Records
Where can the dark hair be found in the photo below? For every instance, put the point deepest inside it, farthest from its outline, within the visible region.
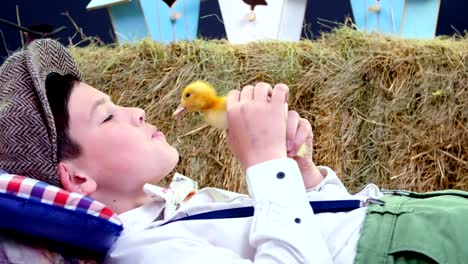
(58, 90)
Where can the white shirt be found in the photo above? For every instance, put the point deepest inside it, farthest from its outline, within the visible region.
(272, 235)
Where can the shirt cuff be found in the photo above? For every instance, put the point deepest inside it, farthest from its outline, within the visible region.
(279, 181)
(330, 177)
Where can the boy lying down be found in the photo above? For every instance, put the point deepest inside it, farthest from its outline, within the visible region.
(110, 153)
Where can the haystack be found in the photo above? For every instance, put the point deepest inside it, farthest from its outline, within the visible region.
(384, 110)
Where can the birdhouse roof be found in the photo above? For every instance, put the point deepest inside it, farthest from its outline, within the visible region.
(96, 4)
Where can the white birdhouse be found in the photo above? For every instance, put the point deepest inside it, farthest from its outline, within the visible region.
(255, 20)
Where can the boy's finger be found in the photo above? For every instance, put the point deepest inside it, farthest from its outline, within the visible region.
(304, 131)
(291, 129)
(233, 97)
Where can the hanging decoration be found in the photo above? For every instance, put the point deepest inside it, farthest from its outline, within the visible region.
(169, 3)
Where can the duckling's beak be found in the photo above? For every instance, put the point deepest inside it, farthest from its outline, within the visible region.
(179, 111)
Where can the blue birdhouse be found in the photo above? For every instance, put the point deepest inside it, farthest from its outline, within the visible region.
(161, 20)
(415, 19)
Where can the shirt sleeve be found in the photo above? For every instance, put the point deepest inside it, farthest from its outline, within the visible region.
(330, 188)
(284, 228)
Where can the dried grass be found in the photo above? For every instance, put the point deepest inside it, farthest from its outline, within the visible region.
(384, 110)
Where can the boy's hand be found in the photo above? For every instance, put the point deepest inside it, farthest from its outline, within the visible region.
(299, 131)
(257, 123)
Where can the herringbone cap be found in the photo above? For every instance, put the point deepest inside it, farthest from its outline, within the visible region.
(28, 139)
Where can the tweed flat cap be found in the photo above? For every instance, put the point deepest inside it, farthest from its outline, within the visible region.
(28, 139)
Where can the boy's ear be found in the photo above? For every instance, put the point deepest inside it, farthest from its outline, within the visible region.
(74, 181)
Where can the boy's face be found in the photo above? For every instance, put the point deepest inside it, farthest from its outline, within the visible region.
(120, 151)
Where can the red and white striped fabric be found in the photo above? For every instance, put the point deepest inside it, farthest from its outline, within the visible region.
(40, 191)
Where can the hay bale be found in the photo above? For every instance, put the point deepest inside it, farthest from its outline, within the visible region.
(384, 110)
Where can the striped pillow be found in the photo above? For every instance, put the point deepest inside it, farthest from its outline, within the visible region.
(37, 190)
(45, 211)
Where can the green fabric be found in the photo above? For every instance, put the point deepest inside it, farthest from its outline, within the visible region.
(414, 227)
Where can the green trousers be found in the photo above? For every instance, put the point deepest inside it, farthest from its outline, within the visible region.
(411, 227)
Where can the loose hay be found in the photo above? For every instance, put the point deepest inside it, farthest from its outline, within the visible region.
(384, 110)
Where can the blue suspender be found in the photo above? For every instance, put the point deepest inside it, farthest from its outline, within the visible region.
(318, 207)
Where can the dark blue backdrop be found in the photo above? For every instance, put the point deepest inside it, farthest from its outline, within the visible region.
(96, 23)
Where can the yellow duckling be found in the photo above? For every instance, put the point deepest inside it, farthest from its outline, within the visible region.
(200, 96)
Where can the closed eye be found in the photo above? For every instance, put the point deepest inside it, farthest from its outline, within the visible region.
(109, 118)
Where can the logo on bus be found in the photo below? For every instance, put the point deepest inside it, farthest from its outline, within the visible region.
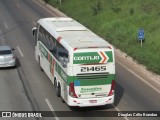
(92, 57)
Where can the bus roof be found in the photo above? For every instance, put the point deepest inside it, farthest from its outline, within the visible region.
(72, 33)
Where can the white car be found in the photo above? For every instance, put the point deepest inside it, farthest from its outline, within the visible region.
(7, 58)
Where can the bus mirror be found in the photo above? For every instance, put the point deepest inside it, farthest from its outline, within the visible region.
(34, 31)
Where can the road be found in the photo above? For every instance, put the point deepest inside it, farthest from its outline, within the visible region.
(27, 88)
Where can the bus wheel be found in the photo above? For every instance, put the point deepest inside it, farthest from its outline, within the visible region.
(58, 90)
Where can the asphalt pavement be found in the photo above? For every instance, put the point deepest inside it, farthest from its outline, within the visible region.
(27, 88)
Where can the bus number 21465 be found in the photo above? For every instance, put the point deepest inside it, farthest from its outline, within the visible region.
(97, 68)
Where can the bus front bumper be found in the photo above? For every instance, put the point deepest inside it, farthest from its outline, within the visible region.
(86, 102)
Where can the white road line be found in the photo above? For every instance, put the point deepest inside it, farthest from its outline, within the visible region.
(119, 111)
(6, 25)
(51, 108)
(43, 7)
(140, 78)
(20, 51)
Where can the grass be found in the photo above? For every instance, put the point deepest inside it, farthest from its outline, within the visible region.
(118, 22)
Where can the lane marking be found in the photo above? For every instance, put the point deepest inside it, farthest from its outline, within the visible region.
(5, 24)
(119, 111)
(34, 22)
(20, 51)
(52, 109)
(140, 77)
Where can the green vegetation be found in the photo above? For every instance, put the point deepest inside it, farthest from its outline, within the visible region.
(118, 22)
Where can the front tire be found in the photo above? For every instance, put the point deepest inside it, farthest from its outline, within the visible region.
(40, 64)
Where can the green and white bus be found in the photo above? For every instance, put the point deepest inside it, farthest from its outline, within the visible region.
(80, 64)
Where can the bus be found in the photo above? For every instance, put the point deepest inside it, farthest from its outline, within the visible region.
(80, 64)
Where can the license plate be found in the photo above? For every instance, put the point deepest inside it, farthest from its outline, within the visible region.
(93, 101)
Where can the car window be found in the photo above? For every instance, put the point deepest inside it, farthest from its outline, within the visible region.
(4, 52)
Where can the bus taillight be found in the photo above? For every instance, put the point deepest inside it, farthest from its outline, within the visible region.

Stated task: Restate the records word for word, omitting images.

Answer to the exercise:
Where can the dark hair be found in the photo below? For every instance, put the point deepest inside it, farthest from its outline, within the visible region.
(58, 90)
Where can the white shirt be found in the photo above? For every instance, put the point deepest inside it, farthest from its outline, within the visible region.
(272, 235)
Where can the shirt cuff be found in the photo above? For every instance, put the point deepest inside it, farthest from its outline, within the visible region.
(279, 181)
(330, 177)
Where can the boy lying down be found in the photo above? For every instance, put the point deepest inside it, farthest from its outline, within the visible region.
(110, 153)
Where can the haystack be found in the photo above? For every instance, put the point deepest inside it, farthest from its outline, within the visible region.
(384, 110)
Where can the birdhouse roof be found in the photo above? For every instance, put the point deepest inside it, farthest from its outline, within the visible region.
(96, 4)
Where can the white birdhouse be found in the photo above? For every instance, put the point deepest inside it, farthest from its outline, within the visible region.
(255, 20)
Where can the boy's finger be found in the photo above? For every instance, put the point deepest inside it, farthest from its outline, within the visible region.
(304, 131)
(291, 129)
(233, 97)
Where can the hanging decoration be found in the photo above? For every instance, put the point deepest inside it, farthest from its outline, within the visible region.
(169, 3)
Where can the duckling's beak be found in the photo above? For every instance, put the point deepest inside it, farthest from its outline, within the visible region.
(179, 111)
Where can the blue birdhouse be found in the photo above? For every instance, put the point deepest inside it, farthest from its outline, within the visible region.
(161, 20)
(415, 19)
Where can the shirt sleeve be found in the photo above? For every instance, put the point deepest inside it, farthest from its outline, within the visible region.
(330, 188)
(284, 228)
Where can the dried grass be found in the photo above? For every instance, put the point deepest inside it, farthest from its outline, within the visible region.
(384, 110)
Where can the boy's hand be found in the photo above? For every instance, put the point deepest inside it, farthest from its outline, within the visible region.
(299, 131)
(257, 123)
Where can the herringbone cap be found in the photo above? For every instance, put the point deepest inside it, farthest from its outline, within the visible region.
(28, 139)
Where can the tweed flat cap be found in the photo above? For every instance, put the point deepest inside it, farthest from its outline, within the visible region.
(28, 139)
Where can the boy's ear be found in the photo above? For every instance, put the point deepest inside it, farthest from its outline, within the visible region.
(74, 181)
Where can the boy's face be found in the photo above? For every instance, put the point deepest inside it, farthest from its outline, within the visible region.
(120, 151)
Where can the red and white striped fabric be found in the photo above? For every instance, put the point deepest inside it, farthest from its outline, within the visible region.
(40, 191)
Where can the hay bale be found in the photo above? For every instance, put the point deepest inside it, farthest from its outline, within the visible region.
(384, 110)
Where can the striped pillow be found in the photo above? For every instance, put the point deepest inside it, farthest from its outline, within the visible region.
(37, 190)
(45, 211)
Where can the green fabric be found in the photo above? For every instance, put the point deepest inside it, farthest from its outline, within the visible region.
(414, 227)
Where can the green trousers be found in the photo above? For every instance, put the point deepest inside it, farthest from its outline, within the visible region.
(411, 227)
Where can the loose hay be found in the photo above? For every instance, put the point deepest inside it, farthest from its outline, within the visible region.
(384, 110)
Where can the blue suspender be found in the photo above? For every instance, put the point deepest inside it, farthest from its outline, within the visible region.
(318, 207)
Where can the dark blue backdrop be found in the photo above? For every instance, put the point deepest inside it, farthest from its outline, within the visible region.
(96, 23)
Where can the yellow duckling be found in the photo above? For every instance, put the point deepest inside it, farthest from its outline, within the visible region.
(200, 96)
Where can the closed eye be found in the photo above? For every instance, put the point deepest inside it, farthest from its outline, within the visible region.
(109, 118)
Where can the logo on bus be found in the photo below? For every instance, put the point deepest inside it, farthest from its outline, within the visible region.
(92, 57)
Where can the bus roof be found in the photo above? For every instance, put the point deepest inside it, farthest from its outline, within the visible region.
(72, 33)
Where can the white car be found in the photo above? For every instance, put the point deepest inside it, farthest from its outline, within the visible region.
(7, 58)
Where can the bus mirror be found in the photo above? For every instance, put the point deepest inside it, farthest from its outline, within the visible region.
(34, 31)
Where can the road be found in the photo above? For every instance, put the point deepest inside it, farthest from its outline, within the visible region.
(27, 88)
Where can the bus wheel be found in the photo above? For every instance, put the point deepest inside it, farthest from its outline, within the visible region.
(58, 90)
Where can the asphalt pavement be found in the photo above? For every instance, put the point deepest inside it, farthest from its outline, within the visible region.
(27, 88)
Where can the bus number 21465 be found in the photo above? For every instance, put the point deepest inside it, farthest from its outline, within the visible region.
(97, 68)
Where can the bus front bumper be found in the photo above? For every instance, put the point deepest inside it, farthest from its outline, within the visible region.
(86, 102)
Where can the white road line be found in the photo above? For every instance, put the point deepest inside it, farthest from its outline, within the visible region.
(119, 111)
(6, 25)
(51, 108)
(43, 7)
(140, 78)
(20, 51)
Where can the grass be found in the photo above? For every instance, put the point deepest inside it, farthest from its outline, within the visible region.
(118, 22)
Where can the lane marking be found in the photo above? For every instance, put the point deepest inside it, farthest from its outline, within the visible region.
(5, 24)
(119, 111)
(34, 22)
(20, 51)
(52, 109)
(140, 77)
Where can the green vegetation be found in the photo above? For every instance, put the point deepest inside it, farthest from its outline, within the visible region.
(118, 22)
Where can the front tire be found in the photo above? For every instance, put the point deepest inside it, farthest from its outline, within the visible region.
(40, 64)
Where can the green and white bus be found in the photo above? For every instance, put the point deepest inside it, farthest from its outline, within the visible region.
(80, 64)
Where can the bus be found in the photo above? For every instance, put the point deepest inside it, farthest from its outline, within the visible region.
(80, 64)
Where can the license plate be found in the photo above? For every instance, put the point deepest inside it, farthest from its outline, within the visible region.
(93, 101)
Where can the car window be found in the photo above? For every instance, put the point deepest inside it, farthest from its outline, within the visible region.
(4, 52)
Where can the bus taillight be found in the photo above? For every instance, put the point deepest inside it, farthest from its outline, within the visible region.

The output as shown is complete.